• _EXERCISE PROMPT_
Pull out every line in the records below that contains the word "dirt", copying each such line in full.

• _Dataset excerpt_
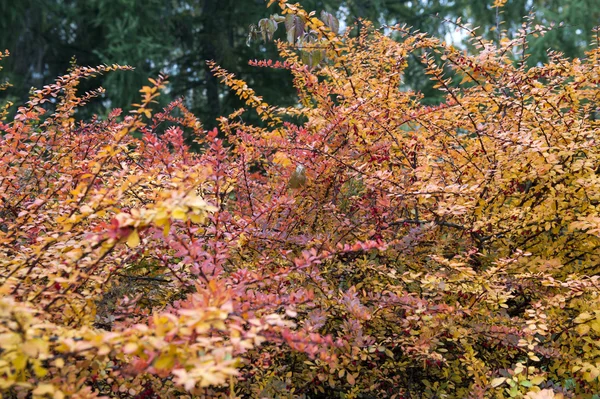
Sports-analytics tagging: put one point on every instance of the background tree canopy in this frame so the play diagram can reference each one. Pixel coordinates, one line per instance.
(177, 36)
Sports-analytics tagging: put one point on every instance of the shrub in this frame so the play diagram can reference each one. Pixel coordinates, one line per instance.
(359, 245)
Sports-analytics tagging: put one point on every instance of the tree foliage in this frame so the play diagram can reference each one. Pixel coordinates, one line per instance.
(361, 244)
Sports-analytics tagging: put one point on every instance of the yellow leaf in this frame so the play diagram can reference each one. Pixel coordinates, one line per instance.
(179, 213)
(130, 347)
(43, 389)
(164, 362)
(351, 379)
(497, 381)
(282, 159)
(133, 240)
(582, 329)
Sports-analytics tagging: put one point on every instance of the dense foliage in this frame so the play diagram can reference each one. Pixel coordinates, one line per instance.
(358, 245)
(177, 36)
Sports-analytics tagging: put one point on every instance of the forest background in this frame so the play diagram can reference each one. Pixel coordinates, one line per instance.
(176, 37)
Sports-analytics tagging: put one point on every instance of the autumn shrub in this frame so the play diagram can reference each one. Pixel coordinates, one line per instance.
(358, 245)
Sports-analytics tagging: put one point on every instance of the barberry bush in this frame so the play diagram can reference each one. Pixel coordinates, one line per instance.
(358, 245)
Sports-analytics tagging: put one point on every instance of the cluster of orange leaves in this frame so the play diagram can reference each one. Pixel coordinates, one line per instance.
(358, 245)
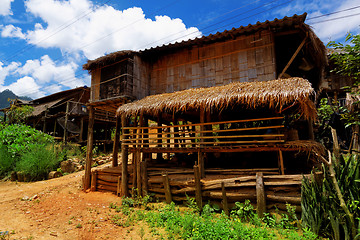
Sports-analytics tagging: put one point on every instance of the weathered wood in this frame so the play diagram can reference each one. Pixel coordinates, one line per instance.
(144, 178)
(138, 172)
(118, 187)
(260, 195)
(293, 57)
(224, 199)
(281, 162)
(212, 123)
(93, 181)
(66, 120)
(116, 142)
(89, 148)
(167, 189)
(201, 164)
(278, 198)
(198, 196)
(124, 159)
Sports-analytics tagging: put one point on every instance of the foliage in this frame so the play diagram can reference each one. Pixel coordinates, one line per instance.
(18, 139)
(18, 114)
(347, 63)
(7, 163)
(347, 58)
(38, 162)
(184, 224)
(321, 210)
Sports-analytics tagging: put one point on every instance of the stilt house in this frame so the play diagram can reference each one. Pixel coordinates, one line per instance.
(211, 117)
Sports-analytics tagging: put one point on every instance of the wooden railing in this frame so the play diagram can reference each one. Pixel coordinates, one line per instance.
(261, 131)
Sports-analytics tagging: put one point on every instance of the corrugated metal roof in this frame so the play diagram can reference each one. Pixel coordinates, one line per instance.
(275, 25)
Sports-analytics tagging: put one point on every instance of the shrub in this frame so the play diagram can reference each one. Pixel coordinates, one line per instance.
(7, 163)
(18, 139)
(38, 162)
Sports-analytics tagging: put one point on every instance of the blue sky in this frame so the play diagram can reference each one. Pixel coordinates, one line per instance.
(44, 43)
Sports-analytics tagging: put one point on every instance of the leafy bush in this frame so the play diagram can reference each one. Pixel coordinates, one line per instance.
(18, 139)
(321, 210)
(38, 162)
(7, 163)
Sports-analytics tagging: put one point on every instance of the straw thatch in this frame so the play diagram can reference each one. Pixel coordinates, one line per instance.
(275, 94)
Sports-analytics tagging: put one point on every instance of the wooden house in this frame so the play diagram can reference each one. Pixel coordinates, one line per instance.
(213, 102)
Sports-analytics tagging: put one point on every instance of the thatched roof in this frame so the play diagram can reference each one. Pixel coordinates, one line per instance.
(314, 46)
(275, 94)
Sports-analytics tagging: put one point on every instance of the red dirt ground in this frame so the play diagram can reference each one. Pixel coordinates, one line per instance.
(59, 210)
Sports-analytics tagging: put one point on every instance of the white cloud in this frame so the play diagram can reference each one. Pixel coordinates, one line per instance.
(25, 86)
(12, 31)
(7, 70)
(103, 30)
(5, 7)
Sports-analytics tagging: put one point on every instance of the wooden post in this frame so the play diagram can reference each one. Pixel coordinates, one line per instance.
(116, 142)
(224, 200)
(44, 126)
(144, 178)
(201, 163)
(118, 187)
(260, 195)
(89, 148)
(138, 171)
(54, 128)
(198, 196)
(281, 162)
(93, 181)
(81, 135)
(166, 182)
(66, 120)
(201, 140)
(159, 141)
(124, 159)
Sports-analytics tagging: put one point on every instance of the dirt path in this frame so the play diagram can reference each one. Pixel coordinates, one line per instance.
(58, 209)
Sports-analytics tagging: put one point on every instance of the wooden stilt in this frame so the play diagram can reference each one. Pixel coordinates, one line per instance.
(224, 199)
(144, 178)
(198, 194)
(138, 171)
(66, 120)
(93, 181)
(89, 148)
(81, 135)
(260, 195)
(281, 163)
(116, 142)
(124, 159)
(166, 182)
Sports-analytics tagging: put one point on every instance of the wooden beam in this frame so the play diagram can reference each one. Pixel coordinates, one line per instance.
(124, 159)
(260, 195)
(167, 190)
(293, 57)
(198, 195)
(89, 148)
(281, 162)
(224, 199)
(116, 142)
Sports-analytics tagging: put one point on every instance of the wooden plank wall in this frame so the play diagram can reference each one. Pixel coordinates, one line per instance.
(141, 75)
(245, 59)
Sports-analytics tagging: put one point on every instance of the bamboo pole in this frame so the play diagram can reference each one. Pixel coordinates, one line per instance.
(224, 199)
(167, 188)
(260, 195)
(116, 142)
(93, 181)
(89, 148)
(198, 195)
(124, 159)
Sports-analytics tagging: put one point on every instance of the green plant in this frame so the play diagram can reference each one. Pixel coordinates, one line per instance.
(38, 162)
(244, 211)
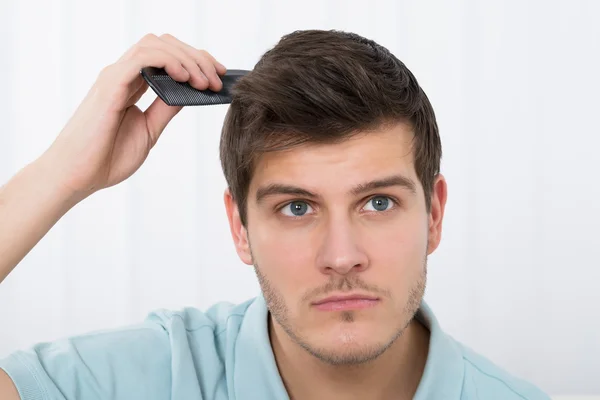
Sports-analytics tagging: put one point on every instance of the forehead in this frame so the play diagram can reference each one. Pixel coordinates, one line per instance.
(363, 157)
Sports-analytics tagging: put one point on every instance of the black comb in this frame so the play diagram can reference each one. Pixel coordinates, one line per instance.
(183, 94)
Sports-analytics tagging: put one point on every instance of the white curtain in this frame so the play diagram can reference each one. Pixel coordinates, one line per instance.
(515, 87)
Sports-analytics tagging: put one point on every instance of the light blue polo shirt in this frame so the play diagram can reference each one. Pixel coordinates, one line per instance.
(223, 353)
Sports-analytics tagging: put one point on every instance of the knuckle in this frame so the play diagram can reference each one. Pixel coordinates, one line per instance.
(148, 38)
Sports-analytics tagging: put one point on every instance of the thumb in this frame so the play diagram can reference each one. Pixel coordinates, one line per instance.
(158, 116)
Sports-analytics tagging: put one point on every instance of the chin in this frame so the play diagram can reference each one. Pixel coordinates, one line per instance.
(348, 353)
(348, 344)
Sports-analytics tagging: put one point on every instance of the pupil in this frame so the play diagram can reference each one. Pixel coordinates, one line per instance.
(380, 203)
(299, 208)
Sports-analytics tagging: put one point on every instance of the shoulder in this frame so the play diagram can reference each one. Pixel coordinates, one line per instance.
(485, 380)
(218, 319)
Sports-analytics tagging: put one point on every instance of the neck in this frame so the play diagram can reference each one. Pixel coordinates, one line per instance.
(393, 375)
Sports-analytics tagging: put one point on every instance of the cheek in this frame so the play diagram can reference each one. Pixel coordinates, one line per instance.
(397, 251)
(286, 256)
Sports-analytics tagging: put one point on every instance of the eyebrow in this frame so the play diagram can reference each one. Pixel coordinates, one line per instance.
(281, 189)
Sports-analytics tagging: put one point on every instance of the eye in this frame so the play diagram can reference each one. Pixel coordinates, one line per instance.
(379, 203)
(296, 209)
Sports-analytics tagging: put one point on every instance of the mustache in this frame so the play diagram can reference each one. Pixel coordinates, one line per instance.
(345, 284)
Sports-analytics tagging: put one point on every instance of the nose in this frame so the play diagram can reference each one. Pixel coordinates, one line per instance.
(340, 251)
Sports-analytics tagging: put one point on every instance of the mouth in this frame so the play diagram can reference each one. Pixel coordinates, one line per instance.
(346, 302)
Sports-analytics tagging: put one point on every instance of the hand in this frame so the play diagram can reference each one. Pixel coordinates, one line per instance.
(109, 137)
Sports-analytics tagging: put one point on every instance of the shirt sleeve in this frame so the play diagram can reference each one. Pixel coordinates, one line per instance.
(130, 363)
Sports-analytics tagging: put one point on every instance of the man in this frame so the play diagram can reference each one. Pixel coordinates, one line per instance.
(331, 153)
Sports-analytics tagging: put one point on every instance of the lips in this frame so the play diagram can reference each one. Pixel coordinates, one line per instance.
(346, 302)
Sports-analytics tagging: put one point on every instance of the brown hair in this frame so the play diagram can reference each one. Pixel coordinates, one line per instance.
(318, 86)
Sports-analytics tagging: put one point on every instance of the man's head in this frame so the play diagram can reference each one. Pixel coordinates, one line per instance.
(331, 153)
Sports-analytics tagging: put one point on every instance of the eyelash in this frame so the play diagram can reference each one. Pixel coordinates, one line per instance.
(396, 203)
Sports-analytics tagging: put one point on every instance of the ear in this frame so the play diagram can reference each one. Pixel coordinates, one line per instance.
(238, 231)
(436, 215)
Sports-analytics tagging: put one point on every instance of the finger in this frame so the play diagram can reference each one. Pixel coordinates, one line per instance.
(207, 63)
(138, 94)
(158, 115)
(197, 78)
(152, 57)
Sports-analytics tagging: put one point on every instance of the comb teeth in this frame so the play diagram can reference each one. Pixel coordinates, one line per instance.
(182, 94)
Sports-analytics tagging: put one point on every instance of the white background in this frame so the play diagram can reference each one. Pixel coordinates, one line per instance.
(515, 87)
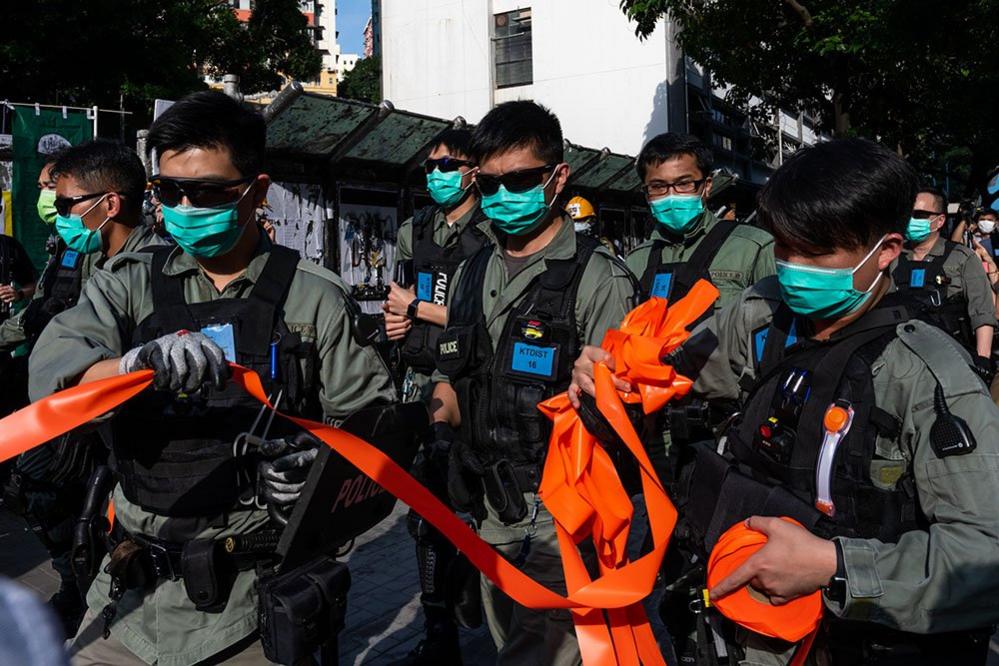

• _EXERCISE RESULT_
Sports-analytics tagging: put one point on every instance of the red dirt ground in this frame so the play diagram can reference each one. Pixel coordinates, one line per instance.
Sports-analytics tagging: put one point on every instance of the dirt path in this frame so the play diagram can reference each one. Pixel coordinates, one line per instance.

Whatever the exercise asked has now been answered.